Segment Open

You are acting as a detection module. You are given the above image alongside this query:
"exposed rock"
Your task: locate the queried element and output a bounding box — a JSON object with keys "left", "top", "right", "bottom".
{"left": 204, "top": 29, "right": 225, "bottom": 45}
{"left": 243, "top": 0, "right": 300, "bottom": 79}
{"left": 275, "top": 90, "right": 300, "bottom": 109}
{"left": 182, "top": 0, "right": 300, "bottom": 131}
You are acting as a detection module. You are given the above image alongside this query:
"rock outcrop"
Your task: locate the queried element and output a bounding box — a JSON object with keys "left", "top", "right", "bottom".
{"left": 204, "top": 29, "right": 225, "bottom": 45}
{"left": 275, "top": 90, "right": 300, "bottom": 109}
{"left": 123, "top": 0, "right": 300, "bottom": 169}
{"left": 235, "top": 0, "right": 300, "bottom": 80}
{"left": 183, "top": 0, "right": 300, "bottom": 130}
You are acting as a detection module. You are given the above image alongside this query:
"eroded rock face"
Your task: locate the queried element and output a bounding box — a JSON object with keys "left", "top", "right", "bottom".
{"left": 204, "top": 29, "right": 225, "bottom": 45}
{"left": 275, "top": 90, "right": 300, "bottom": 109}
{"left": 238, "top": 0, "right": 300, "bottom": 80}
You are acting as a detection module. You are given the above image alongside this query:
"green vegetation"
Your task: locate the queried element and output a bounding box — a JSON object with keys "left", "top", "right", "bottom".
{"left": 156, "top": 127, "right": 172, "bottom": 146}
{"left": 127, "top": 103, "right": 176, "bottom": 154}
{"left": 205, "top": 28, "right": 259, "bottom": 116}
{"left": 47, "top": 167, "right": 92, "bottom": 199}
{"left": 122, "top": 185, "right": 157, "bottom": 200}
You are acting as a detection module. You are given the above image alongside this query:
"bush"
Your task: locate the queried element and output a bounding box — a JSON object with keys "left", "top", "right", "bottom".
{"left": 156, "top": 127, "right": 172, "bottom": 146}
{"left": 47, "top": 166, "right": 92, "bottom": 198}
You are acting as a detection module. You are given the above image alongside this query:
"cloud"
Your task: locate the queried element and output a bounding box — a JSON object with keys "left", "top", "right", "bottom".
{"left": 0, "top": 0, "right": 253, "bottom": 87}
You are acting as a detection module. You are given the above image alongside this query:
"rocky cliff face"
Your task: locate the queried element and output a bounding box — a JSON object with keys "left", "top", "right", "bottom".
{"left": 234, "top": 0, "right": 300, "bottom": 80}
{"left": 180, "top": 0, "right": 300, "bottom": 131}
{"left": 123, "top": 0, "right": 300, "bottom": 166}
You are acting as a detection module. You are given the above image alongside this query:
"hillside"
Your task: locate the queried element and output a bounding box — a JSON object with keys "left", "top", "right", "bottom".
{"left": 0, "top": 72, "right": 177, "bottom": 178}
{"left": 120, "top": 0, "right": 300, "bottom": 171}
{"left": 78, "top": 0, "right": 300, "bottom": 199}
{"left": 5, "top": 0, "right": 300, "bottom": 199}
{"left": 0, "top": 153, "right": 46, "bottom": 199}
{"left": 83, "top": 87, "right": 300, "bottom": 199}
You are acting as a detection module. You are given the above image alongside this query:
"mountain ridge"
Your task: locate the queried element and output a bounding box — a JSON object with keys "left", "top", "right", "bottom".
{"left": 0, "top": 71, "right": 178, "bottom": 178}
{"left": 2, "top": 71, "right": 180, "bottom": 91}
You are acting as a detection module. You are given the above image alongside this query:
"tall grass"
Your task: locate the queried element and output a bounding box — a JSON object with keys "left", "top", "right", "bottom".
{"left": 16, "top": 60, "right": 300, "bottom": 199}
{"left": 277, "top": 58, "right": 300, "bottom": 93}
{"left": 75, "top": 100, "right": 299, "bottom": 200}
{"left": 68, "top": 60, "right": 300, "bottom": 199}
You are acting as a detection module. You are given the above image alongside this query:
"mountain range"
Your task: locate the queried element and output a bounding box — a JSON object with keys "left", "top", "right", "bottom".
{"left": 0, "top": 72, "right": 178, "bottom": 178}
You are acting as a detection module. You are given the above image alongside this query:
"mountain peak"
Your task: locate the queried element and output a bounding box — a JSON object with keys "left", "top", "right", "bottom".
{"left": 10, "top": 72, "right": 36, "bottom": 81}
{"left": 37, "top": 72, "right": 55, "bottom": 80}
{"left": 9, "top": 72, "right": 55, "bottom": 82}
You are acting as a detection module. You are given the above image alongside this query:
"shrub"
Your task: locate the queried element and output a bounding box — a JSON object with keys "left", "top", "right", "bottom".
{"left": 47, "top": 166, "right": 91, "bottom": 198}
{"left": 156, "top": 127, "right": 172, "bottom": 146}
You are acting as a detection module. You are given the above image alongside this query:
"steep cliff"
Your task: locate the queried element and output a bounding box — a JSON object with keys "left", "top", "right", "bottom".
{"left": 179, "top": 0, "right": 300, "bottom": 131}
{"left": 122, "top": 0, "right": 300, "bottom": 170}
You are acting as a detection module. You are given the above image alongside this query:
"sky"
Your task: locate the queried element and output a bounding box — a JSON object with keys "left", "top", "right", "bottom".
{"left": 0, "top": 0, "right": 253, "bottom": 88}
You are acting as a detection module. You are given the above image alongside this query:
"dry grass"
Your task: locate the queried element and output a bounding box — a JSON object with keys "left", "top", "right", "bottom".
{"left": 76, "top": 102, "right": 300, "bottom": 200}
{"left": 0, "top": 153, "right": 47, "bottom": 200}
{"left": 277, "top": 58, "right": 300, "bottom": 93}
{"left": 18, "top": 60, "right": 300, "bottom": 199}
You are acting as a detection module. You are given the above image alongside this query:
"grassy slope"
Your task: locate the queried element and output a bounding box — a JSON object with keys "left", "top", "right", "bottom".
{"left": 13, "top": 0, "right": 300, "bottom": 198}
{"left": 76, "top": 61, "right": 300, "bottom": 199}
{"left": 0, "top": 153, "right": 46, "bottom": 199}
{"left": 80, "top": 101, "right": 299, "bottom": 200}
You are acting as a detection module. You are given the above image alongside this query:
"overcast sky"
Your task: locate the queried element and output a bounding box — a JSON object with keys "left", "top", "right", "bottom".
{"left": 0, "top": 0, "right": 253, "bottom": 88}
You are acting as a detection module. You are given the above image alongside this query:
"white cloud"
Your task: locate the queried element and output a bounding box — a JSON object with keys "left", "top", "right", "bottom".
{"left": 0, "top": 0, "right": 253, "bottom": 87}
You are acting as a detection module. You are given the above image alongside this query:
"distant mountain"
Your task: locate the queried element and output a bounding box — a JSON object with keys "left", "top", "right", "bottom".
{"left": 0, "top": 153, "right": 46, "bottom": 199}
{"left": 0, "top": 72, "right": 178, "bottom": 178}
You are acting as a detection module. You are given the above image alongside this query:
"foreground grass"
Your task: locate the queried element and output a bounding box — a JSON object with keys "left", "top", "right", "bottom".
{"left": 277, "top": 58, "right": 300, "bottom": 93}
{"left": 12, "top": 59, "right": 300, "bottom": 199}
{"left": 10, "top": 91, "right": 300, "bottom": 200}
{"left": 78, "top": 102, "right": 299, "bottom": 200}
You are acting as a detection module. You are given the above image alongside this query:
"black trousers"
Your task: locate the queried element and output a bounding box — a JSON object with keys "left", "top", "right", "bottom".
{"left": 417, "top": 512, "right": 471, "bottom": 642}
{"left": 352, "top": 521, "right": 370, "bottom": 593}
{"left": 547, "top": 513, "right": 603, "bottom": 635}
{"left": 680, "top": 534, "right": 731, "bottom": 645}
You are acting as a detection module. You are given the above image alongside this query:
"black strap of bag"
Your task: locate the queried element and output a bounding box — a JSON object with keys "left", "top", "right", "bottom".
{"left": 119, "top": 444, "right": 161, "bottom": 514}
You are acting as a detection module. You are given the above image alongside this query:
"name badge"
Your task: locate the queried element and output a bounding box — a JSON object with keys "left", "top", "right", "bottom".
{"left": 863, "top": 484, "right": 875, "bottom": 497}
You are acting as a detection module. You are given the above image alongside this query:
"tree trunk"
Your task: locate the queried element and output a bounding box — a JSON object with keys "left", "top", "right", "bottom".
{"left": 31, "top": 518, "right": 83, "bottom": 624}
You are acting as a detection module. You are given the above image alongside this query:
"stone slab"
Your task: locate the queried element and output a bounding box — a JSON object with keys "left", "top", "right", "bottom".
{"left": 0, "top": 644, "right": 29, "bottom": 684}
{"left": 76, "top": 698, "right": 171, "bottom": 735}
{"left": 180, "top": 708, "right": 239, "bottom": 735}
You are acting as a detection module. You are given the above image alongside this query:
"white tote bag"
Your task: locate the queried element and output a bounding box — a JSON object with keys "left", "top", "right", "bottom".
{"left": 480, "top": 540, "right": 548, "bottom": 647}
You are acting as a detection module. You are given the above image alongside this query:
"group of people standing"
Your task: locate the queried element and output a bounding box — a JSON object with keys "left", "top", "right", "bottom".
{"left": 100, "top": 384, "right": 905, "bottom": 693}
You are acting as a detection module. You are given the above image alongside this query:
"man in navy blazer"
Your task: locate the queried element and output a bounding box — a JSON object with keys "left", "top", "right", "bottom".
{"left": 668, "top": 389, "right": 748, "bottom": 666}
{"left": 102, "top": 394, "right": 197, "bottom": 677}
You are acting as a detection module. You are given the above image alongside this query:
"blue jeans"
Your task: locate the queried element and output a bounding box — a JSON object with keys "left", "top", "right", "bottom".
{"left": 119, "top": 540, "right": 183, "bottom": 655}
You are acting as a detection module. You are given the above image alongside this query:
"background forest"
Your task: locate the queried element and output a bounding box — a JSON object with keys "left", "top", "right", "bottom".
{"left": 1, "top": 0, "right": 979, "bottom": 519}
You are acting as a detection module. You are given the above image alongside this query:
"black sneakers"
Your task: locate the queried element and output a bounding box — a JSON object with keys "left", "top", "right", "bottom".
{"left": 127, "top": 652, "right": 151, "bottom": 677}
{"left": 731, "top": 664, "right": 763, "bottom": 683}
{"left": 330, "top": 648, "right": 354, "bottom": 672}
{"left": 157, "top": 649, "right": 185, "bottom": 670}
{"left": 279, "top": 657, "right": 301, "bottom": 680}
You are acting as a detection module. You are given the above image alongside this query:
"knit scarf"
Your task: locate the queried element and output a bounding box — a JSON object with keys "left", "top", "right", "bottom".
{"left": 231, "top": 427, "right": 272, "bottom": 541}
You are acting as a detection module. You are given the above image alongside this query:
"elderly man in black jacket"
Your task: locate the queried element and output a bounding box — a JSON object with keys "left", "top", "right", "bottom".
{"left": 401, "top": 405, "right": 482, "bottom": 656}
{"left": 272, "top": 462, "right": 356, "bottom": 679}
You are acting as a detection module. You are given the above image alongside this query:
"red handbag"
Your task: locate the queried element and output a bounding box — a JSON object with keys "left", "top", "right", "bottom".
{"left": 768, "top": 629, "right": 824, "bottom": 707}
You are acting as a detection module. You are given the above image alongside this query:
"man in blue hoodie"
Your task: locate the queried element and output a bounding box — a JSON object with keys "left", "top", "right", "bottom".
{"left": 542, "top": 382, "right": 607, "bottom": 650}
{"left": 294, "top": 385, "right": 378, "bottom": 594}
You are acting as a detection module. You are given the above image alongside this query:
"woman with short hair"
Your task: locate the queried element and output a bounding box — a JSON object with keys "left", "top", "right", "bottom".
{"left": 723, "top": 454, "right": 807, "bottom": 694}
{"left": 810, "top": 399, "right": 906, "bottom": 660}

Segment Closed

» Assignment
What lines hold the string "mountain"? Pick them out of the data.

» Response for this exercise
"mountain ridge"
"mountain range"
"mountain peak"
"distant mountain"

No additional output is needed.